# O QUE FAZER
Prossiga com o texto sobre regimes de bens no casamento, começando logo após a última frase apresentada.

Os regimes de bens constituem
princípios jurídicos que disciplinam as relações econômicas entre os cônjuges
enquanto perdura o casamento. São diretrizes que conduzem e regulam as relações
pecuniárias que dizem respeito ao patrimônio dos cônjuges.
Sabe-se que o casamento apresenta
efeitos jurídicos de duas ordens: uns de caráter pessoal, outros de caráter
patrimonial. É com relação a este último aspecto que se encaixa a discussão
sobre regime de bens, sendo imprescindível para a convivência financeiramente
sadia dos consortes.
O regime de bens é tratado no Código
Civil Brasileiro, nos artigos 1639 a 1688.
Salvo exceções, o
regime de bens pode ser livremente escolhido pelas partes, que definirão as
regras aplicáveis aos patrimônios de marido e mulher.
Convém observar
que o regime de bens se mostra de grande importância no momento em que o
patrimônio do casal precisa ser dividido, ou seja, no dia em que a convivência
entre ambos termina.
É exatamente aqui que tem relevo e
ganha destaque a discussão acerca do regime bens. Enquanto o casamento cumpre o
fim a que se propõe inicialmente – relação mútua de carinho, companheirismo,
fidelidade, compreensão - os cônjuges pouco se preocupam com as implicações
financeiras daí decorrentes. Entretanto, quando o relacionamento não mais os
interessa e se pretende um rompimento, surgem, aí, com bastante força,
discussões financeiras no seio da família.

# MATERIAL FORNECIDO
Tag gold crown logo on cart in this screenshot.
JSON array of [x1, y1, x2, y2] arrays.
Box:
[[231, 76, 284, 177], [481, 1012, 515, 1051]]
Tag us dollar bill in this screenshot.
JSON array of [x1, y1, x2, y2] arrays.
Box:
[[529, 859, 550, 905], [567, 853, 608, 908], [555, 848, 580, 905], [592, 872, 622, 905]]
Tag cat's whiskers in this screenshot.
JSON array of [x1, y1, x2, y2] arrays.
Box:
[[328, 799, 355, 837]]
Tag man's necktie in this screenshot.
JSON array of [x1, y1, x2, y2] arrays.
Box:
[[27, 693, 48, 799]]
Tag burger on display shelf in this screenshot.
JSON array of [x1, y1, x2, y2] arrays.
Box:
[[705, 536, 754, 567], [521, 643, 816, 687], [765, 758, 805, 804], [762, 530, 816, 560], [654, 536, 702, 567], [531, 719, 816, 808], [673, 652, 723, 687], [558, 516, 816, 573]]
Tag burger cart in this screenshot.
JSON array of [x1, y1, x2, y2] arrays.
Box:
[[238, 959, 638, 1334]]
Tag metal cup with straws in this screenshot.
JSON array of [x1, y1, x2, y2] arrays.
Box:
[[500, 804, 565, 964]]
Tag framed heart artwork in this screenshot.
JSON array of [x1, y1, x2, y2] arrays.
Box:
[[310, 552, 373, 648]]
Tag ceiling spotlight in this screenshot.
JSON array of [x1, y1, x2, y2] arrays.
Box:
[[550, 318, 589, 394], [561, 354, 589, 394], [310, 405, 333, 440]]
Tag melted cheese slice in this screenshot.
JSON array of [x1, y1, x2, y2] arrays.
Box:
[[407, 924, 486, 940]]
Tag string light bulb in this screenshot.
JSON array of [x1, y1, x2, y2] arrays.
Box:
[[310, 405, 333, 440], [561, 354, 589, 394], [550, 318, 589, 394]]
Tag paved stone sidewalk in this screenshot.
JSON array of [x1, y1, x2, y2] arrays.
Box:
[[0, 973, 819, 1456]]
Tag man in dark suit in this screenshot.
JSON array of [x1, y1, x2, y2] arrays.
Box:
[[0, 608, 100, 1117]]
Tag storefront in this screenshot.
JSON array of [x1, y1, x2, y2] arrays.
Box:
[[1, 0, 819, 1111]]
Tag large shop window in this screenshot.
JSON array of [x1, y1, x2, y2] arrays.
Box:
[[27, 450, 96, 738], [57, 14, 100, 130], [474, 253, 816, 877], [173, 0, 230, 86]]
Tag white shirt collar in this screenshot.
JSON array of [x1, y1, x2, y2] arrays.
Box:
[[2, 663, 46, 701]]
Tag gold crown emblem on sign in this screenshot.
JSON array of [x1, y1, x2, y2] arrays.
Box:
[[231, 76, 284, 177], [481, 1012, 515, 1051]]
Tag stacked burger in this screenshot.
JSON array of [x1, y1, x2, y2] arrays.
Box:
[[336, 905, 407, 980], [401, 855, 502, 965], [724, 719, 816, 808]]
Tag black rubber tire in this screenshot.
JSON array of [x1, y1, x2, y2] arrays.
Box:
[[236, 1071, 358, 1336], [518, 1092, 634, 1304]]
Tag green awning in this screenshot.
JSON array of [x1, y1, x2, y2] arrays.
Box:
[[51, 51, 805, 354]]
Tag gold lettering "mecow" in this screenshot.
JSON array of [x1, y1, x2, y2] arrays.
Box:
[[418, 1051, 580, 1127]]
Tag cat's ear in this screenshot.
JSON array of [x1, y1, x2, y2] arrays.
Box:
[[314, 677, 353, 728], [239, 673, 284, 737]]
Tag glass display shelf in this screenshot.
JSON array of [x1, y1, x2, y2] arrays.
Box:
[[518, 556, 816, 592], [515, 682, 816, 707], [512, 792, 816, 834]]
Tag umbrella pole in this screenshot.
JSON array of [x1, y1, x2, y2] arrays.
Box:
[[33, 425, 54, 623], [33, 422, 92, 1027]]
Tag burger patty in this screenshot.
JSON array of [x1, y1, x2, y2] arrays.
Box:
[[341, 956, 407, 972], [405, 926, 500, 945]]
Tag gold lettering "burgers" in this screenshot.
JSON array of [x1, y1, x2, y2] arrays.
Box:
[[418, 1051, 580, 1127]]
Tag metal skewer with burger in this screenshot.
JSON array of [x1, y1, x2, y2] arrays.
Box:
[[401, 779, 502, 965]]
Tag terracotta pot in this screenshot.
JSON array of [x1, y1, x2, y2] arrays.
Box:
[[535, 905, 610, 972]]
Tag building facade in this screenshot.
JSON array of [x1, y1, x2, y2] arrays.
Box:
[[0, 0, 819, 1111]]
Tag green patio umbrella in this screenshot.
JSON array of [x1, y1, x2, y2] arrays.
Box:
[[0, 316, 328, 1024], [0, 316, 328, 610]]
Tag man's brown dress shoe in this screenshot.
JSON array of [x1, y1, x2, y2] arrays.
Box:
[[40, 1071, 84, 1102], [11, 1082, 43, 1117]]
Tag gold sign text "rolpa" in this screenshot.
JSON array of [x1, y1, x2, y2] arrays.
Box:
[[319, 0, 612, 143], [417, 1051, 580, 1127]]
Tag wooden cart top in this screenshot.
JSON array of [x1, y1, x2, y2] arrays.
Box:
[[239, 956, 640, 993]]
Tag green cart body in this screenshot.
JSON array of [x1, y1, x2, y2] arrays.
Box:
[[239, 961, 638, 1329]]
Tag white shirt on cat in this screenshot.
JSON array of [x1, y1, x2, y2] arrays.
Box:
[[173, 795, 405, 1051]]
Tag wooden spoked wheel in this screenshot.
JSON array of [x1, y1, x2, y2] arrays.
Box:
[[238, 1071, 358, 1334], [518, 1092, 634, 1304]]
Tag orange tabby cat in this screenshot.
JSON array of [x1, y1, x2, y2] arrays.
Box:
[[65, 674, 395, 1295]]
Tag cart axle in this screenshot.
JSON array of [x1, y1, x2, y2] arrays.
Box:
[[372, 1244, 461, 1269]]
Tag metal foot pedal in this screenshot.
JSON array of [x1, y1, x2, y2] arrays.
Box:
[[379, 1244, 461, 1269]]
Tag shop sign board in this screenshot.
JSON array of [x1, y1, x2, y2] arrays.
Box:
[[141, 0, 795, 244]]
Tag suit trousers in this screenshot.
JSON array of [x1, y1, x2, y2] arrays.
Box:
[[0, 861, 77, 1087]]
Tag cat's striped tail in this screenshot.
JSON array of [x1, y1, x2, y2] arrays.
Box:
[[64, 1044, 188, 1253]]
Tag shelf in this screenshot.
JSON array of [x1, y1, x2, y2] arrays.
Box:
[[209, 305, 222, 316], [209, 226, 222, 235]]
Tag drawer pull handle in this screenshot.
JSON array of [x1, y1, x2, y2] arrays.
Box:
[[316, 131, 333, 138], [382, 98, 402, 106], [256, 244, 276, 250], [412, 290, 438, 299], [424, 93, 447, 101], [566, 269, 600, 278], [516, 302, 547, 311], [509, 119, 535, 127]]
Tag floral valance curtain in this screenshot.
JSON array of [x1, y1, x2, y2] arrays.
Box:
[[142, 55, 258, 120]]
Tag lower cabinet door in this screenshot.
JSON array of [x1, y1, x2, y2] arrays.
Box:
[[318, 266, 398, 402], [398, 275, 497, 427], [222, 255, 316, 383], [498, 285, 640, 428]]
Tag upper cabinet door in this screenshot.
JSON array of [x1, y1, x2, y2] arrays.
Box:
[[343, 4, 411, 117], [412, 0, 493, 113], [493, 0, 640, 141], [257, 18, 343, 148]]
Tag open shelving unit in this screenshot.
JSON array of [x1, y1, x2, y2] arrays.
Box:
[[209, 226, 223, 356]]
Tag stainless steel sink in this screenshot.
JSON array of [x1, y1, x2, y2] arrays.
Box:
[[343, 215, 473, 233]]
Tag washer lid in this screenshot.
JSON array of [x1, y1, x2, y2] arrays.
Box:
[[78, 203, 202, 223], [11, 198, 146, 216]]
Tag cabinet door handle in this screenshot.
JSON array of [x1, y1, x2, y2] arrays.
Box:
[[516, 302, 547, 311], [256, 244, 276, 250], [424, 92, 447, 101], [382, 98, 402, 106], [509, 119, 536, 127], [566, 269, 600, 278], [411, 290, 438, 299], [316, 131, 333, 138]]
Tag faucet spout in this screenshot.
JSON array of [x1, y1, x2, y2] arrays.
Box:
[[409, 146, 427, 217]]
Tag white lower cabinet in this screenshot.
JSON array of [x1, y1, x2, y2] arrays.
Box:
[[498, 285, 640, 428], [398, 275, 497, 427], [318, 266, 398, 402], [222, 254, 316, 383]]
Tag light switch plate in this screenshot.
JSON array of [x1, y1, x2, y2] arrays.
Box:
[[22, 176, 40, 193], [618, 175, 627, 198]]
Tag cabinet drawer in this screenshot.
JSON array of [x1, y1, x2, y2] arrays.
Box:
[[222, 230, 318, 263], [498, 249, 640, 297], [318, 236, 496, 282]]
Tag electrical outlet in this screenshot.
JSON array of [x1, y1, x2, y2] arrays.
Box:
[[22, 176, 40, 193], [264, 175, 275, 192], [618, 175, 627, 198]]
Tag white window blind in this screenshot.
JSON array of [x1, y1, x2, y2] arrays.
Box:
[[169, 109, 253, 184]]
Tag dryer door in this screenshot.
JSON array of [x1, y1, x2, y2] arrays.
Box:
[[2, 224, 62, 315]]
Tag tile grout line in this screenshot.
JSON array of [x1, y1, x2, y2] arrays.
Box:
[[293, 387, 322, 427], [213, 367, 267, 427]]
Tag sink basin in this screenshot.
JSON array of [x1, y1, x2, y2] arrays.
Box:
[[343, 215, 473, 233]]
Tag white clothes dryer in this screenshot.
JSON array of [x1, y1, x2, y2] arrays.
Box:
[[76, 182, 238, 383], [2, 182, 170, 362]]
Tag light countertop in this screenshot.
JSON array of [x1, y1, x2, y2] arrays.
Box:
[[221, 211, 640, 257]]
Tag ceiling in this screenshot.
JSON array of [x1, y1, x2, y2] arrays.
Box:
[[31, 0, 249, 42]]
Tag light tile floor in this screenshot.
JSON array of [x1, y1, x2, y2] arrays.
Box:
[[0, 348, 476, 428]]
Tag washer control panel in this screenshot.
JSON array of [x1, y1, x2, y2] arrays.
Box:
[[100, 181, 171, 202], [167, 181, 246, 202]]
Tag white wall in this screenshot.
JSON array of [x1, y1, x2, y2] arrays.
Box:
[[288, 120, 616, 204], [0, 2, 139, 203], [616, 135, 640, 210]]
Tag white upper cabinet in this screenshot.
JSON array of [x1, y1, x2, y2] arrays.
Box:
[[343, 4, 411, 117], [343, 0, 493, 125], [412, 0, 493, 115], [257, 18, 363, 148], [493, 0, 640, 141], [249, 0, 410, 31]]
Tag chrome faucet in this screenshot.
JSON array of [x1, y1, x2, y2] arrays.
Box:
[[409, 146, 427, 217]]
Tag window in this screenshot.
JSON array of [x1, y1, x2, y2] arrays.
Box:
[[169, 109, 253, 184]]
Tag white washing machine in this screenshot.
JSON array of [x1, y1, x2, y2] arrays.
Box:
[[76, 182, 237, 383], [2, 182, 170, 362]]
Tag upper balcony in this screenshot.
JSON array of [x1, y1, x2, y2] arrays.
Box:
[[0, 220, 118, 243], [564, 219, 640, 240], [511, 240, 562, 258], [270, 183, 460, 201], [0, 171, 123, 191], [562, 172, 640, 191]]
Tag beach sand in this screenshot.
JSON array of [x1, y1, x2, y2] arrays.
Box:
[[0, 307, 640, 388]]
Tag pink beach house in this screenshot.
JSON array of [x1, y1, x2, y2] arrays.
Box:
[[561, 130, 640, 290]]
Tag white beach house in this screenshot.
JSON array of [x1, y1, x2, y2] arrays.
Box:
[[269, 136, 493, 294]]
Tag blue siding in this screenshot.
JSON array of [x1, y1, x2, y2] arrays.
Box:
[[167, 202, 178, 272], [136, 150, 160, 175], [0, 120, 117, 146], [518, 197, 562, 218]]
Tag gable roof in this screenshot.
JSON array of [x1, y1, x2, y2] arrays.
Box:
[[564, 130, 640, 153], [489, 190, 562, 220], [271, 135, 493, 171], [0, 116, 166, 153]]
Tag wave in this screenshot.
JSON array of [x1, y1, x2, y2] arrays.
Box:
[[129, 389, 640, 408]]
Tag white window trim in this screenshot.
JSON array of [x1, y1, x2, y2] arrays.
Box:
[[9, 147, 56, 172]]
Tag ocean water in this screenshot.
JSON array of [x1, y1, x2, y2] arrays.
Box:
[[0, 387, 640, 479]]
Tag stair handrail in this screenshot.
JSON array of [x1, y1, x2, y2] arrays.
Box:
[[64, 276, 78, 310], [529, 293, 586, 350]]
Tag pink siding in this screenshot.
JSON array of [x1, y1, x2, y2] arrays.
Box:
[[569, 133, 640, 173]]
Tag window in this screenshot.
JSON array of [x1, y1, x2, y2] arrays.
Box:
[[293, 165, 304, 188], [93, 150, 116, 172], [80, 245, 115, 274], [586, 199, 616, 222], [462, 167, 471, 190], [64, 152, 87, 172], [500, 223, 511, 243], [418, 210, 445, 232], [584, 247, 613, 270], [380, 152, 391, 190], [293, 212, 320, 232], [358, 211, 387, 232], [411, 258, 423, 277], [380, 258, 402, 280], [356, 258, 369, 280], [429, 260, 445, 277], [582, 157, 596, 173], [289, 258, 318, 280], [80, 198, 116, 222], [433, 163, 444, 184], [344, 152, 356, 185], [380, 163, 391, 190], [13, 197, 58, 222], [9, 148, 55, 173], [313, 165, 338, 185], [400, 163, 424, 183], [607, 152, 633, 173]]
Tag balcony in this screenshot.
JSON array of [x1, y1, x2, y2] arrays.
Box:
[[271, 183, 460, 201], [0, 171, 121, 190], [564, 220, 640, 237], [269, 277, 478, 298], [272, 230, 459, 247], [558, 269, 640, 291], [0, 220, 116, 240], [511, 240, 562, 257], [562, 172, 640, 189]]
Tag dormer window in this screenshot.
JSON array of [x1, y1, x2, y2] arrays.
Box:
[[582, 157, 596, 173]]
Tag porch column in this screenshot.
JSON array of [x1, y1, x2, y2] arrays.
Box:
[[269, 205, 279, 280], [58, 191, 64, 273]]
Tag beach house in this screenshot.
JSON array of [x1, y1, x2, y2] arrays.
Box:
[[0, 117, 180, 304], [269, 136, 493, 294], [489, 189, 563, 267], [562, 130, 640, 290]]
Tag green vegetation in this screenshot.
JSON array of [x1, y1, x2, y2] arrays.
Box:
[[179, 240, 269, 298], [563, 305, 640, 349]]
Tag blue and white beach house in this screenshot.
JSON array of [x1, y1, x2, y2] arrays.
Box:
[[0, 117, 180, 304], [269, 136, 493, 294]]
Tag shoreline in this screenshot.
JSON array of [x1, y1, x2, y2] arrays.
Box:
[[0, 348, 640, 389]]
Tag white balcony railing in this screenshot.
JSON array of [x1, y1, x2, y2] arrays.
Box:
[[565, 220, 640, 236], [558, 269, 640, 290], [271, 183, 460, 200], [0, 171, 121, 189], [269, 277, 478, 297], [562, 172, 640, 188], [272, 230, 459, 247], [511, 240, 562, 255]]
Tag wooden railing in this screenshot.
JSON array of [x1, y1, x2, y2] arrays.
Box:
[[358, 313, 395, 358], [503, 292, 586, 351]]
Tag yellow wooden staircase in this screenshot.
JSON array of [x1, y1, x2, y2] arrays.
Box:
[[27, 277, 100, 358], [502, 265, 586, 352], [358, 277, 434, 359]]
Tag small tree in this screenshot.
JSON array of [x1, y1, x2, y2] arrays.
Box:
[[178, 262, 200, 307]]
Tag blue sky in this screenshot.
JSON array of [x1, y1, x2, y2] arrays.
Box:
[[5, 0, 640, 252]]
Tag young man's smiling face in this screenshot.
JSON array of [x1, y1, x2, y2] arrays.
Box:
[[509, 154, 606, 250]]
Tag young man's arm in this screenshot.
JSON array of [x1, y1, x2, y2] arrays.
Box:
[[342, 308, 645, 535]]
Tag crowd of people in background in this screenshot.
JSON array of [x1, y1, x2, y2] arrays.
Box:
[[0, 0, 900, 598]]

# RESPOSTA
É muito comum
que o “meu bem, meu bem” dos tempos felizes seja substituído pelo “meus bens,
meus bens” dos dias de briga. Daí o cuidado que se deve ter com essa escolha do
regime de bens.
São essas regras
do regime de bens que definirão:
a)
se os bens que você e seu cônjuge já possuíam ao casar
passarão a ser comuns aos dois.
b)
ou se cada qual continuará com esses bens como sendo
apenas seus, mas os que forem sendo comprados durante o casamento pertencerão
em comum aos dois.
c)
ou se tanto esses bens anteriores ao casamento quanto os
que forem sendo comprados durante o casamento serão particulares de cada um, em
vez de comuns.
d)
ou se todos os bens serão particulares, exceto
determinado bem (um imóvel, por exemplo) que pertencerá aos dois, em comunhão.
e)
ou se todos os bens serão comuns, exceto determinado
bem, que continuará a ser particular de um dos dois.
Na verdade, são
infinitos os regimes de bens. Nossa lei (o Código Civil) apresentou as
características dos regimes de bens mais comuns, mas o marido e a mulher são
livres para criar seu próprio regime de bens, com regras diferentes daquelas
que estão previstas no Código. A única exigência que a lei faz é que esse
regime de bens criado pelos dois não viole as disposições legais.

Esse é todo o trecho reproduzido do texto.